[Object position labeling entries]
- - - -

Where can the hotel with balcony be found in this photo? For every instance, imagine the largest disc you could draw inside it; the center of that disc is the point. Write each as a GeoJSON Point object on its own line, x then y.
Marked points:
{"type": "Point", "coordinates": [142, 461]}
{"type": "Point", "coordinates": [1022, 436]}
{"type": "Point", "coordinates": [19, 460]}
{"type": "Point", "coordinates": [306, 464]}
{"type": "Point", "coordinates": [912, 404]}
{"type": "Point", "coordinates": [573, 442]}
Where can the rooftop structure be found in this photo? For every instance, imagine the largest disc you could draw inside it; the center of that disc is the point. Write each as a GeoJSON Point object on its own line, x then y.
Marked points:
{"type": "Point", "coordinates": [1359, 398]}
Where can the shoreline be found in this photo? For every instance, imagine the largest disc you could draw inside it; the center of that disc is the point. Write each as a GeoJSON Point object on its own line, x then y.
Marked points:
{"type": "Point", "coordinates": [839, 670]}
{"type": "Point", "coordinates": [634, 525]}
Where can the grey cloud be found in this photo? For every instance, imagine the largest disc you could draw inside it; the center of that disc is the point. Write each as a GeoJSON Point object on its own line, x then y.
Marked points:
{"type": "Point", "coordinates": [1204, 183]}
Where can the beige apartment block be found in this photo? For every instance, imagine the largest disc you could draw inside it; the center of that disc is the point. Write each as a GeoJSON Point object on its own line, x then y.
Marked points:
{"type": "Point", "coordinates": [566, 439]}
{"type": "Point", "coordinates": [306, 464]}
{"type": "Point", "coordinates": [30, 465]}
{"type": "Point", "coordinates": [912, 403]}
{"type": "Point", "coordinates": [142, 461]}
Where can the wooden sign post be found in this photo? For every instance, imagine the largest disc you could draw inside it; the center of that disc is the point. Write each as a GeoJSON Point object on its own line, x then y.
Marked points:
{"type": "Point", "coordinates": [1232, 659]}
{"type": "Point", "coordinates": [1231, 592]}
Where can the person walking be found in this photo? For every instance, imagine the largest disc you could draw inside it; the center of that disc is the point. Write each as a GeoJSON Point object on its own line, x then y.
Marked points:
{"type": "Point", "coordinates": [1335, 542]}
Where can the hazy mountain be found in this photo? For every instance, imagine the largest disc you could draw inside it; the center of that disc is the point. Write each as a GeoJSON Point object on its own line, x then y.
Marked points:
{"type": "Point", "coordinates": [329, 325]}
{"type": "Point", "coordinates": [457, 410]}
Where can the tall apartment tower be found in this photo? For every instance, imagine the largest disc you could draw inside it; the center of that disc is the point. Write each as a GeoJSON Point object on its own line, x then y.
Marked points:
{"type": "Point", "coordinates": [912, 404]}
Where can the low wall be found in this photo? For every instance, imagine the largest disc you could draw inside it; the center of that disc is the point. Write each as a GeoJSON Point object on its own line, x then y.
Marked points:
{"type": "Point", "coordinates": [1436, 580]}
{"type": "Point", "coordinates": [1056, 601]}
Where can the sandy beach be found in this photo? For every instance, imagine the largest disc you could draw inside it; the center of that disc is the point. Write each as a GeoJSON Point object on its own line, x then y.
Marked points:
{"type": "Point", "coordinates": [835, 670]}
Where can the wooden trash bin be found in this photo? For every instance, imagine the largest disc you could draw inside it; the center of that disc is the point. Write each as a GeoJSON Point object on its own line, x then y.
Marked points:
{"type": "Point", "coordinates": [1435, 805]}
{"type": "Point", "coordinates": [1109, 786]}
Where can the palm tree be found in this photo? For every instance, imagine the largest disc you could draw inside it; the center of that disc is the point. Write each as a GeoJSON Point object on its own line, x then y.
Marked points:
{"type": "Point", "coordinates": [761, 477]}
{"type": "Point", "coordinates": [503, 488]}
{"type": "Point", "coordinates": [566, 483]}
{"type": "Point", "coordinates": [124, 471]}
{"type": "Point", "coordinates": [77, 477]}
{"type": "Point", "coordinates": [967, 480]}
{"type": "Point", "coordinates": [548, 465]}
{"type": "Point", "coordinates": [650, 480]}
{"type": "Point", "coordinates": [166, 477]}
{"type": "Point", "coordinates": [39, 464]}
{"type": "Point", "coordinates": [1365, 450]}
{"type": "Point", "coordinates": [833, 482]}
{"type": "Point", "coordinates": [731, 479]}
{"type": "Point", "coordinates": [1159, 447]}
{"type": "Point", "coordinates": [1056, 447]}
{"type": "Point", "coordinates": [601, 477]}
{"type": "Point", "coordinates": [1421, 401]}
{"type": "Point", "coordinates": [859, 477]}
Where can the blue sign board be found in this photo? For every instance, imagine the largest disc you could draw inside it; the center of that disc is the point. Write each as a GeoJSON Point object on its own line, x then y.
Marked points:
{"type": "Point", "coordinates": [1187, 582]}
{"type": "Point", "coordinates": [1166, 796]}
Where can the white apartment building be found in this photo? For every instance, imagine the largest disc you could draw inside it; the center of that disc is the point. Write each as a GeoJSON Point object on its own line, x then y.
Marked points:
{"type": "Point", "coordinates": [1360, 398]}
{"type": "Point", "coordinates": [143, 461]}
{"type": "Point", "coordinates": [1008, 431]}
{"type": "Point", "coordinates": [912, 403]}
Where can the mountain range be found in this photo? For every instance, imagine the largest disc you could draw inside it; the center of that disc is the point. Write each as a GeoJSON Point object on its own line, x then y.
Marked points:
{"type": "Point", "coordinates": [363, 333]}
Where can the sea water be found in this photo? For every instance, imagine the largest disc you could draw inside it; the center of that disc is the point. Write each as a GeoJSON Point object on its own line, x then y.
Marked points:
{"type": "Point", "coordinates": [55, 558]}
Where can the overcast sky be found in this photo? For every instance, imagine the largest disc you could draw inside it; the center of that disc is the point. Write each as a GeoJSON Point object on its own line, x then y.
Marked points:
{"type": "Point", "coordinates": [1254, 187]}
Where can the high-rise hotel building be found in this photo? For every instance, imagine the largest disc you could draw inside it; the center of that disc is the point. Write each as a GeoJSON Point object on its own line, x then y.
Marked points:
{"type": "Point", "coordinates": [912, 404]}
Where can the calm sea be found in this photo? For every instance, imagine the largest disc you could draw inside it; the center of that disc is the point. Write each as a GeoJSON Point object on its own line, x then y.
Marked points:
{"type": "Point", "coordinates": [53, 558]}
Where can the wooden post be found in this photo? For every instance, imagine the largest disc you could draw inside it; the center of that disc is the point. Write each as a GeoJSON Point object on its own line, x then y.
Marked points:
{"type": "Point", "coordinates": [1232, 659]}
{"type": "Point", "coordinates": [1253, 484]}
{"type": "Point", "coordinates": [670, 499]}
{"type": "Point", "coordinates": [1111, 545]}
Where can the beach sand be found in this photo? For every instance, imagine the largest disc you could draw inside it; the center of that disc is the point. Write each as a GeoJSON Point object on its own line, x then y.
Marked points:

- - - -

Take the listing above and set it down exactly.

Where can the hotel with balcony be found in this photo? For every instance, imagine the largest disc you could draw inside it; the center of that disc is the point. Write each as a GeoJSON Point object on its own line, x then y.
Marked points:
{"type": "Point", "coordinates": [142, 461]}
{"type": "Point", "coordinates": [1022, 436]}
{"type": "Point", "coordinates": [19, 460]}
{"type": "Point", "coordinates": [306, 464]}
{"type": "Point", "coordinates": [912, 404]}
{"type": "Point", "coordinates": [573, 442]}
Where can the rooftop structure be found in this photo? For every instance, imagine the largest disc you could draw inside it; the center of that disc is the point. Write each as a GeoJSON Point object on its own line, x then y.
Marked points:
{"type": "Point", "coordinates": [1359, 398]}
Where can the shoreline be found in this photo? For every instance, imagine the largest disc you could draw inside it; the center of that disc is the point. Write each as a GeoJSON Point object on its own line, x then y.
Marked points:
{"type": "Point", "coordinates": [839, 670]}
{"type": "Point", "coordinates": [634, 525]}
Where can the grey cloud be found in this photo? For every instance, imagine the largest disc you could draw inside it; the center of that disc is the point. Write each as a GeoJSON Point object on its own line, x then y.
Marked points:
{"type": "Point", "coordinates": [1204, 183]}
Where can the beige apartment block be found in this photo? For every instance, imagine the largest disc you could draw inside it; the center of that disc is the point. Write each as a GeoJSON Point object on its own line, x then y.
Marked points:
{"type": "Point", "coordinates": [566, 439]}
{"type": "Point", "coordinates": [306, 464]}
{"type": "Point", "coordinates": [30, 465]}
{"type": "Point", "coordinates": [912, 403]}
{"type": "Point", "coordinates": [142, 461]}
Where can the wooden sign post be found in this photo? For every instance, imagine the largest disc you could draw inside it; the center of that disc is the point. Write each as a GeoJSON Point object on its own line, x then y.
Marked points:
{"type": "Point", "coordinates": [1232, 659]}
{"type": "Point", "coordinates": [1231, 592]}
Where can the person walking be found in this photo? For every instance, imagine the largest disc you could draw inside it; the center of that disc is the point. Write each as a GeoJSON Point object on its own line, x then y.
Marked points:
{"type": "Point", "coordinates": [1335, 542]}
Where can the hazy mountain be found in this photo? For every instance, imagine the largest disc you could draw inside it; the center of that disc is the point. Write each as a GeoJSON Point object on its own line, x then y.
Marked points:
{"type": "Point", "coordinates": [329, 325]}
{"type": "Point", "coordinates": [457, 410]}
Where can the tall apartment tower be found in this photo? For every instance, imagine the largest disc you could draw inside it; the center of that disc is the point. Write each as a GeoJSON Point object on its own line, x then y.
Marked points:
{"type": "Point", "coordinates": [912, 404]}
Where can the low wall be found in this photo? For every instance, imagine the largest disc you could draw inside it; the center of that disc is the point. Write each as a GeoJSON Point object on its own line, x then y.
Marked points:
{"type": "Point", "coordinates": [1436, 580]}
{"type": "Point", "coordinates": [1056, 601]}
Where can the sandy beach be found in this photo? For every instance, imagine the largest disc you could draw inside it; the center of that disc is the point. Write each as a GeoJSON Point object on its own line, x then y.
Marked points:
{"type": "Point", "coordinates": [835, 670]}
Where can the wooden trash bin be found in this photo? For every instance, imagine the largest disc you could draw inside it; the center of that disc is the point. Write each as a GeoJSON Point object on its own line, x then y.
Marked points:
{"type": "Point", "coordinates": [1435, 805]}
{"type": "Point", "coordinates": [1109, 786]}
Where can the palm tree be found in this photo? For every instance, imagine the largest disc you could draw inside it; the center of that disc is the point. Write each as a GeoJSON Point object on its own line, x then y.
Marked points:
{"type": "Point", "coordinates": [761, 477]}
{"type": "Point", "coordinates": [503, 488]}
{"type": "Point", "coordinates": [566, 483]}
{"type": "Point", "coordinates": [124, 471]}
{"type": "Point", "coordinates": [77, 477]}
{"type": "Point", "coordinates": [967, 480]}
{"type": "Point", "coordinates": [548, 465]}
{"type": "Point", "coordinates": [650, 480]}
{"type": "Point", "coordinates": [166, 477]}
{"type": "Point", "coordinates": [39, 464]}
{"type": "Point", "coordinates": [1365, 450]}
{"type": "Point", "coordinates": [833, 482]}
{"type": "Point", "coordinates": [731, 479]}
{"type": "Point", "coordinates": [1159, 447]}
{"type": "Point", "coordinates": [1056, 447]}
{"type": "Point", "coordinates": [601, 477]}
{"type": "Point", "coordinates": [1421, 401]}
{"type": "Point", "coordinates": [859, 477]}
Where can the blue sign board be found in this photo? For every instance, imagine the largest disc you could draw inside it; the center of that disc is the point. Write each as a GeoJSON Point object on its own line, x then y.
Marked points:
{"type": "Point", "coordinates": [1187, 582]}
{"type": "Point", "coordinates": [1166, 796]}
Where can the white apartment building be found in this photo? For every instance, imagine the largest disc you could draw inside it; the center of that disc is the point. Write each as a GeoJSON Point object on its own line, x then y.
Marked points:
{"type": "Point", "coordinates": [1360, 398]}
{"type": "Point", "coordinates": [143, 461]}
{"type": "Point", "coordinates": [1008, 431]}
{"type": "Point", "coordinates": [912, 403]}
Where can the mountain range be found in this photo? For every instance, imagine the largest disc you could draw inside it; the center of that disc is the point. Write each as a GeoJSON Point object on its own line, x then y.
Marked points:
{"type": "Point", "coordinates": [363, 333]}
Where can the sea water be found in this photo? For every instance, imagine the largest disc you could draw inside it; the center of that disc is the point. Write each as a GeoJSON Point object on its own line, x then y.
Marked points:
{"type": "Point", "coordinates": [55, 558]}
Where can the overcast sky be found in this photo? For every instance, imagine the largest disc you could draw inside it; the center of that disc is the point. Write each as a GeoJSON Point object on its own line, x then y.
Marked points:
{"type": "Point", "coordinates": [1254, 187]}
Where can the high-rise hotel building be found in this photo? For every instance, imagine the largest disc you could draw inside it; the center of that disc is the point. Write each as a GeoJSON Point object on its own line, x then y.
Marked points:
{"type": "Point", "coordinates": [912, 404]}
Where can the calm sea be found in this photo? For every instance, imagine the largest disc you could draw inside it; the center of that disc is the point. Write each as a GeoJSON Point object on its own line, x then y.
Marked points:
{"type": "Point", "coordinates": [53, 558]}
Where can the wooden post be found in this photo? For every instance, imagine the largest disc you could draw inside it; the center of that disc is the point. Write each as a GeoJSON Point object on its own line, x then y.
Marked points:
{"type": "Point", "coordinates": [1232, 659]}
{"type": "Point", "coordinates": [1253, 484]}
{"type": "Point", "coordinates": [670, 499]}
{"type": "Point", "coordinates": [1111, 545]}
Where can the beach sand be found in this photo? For every instance, imagine the largest disc you could draw inside it; the center of that disc is the point. Write each as a GeoJSON Point object on its own line, x then y.
Marked points:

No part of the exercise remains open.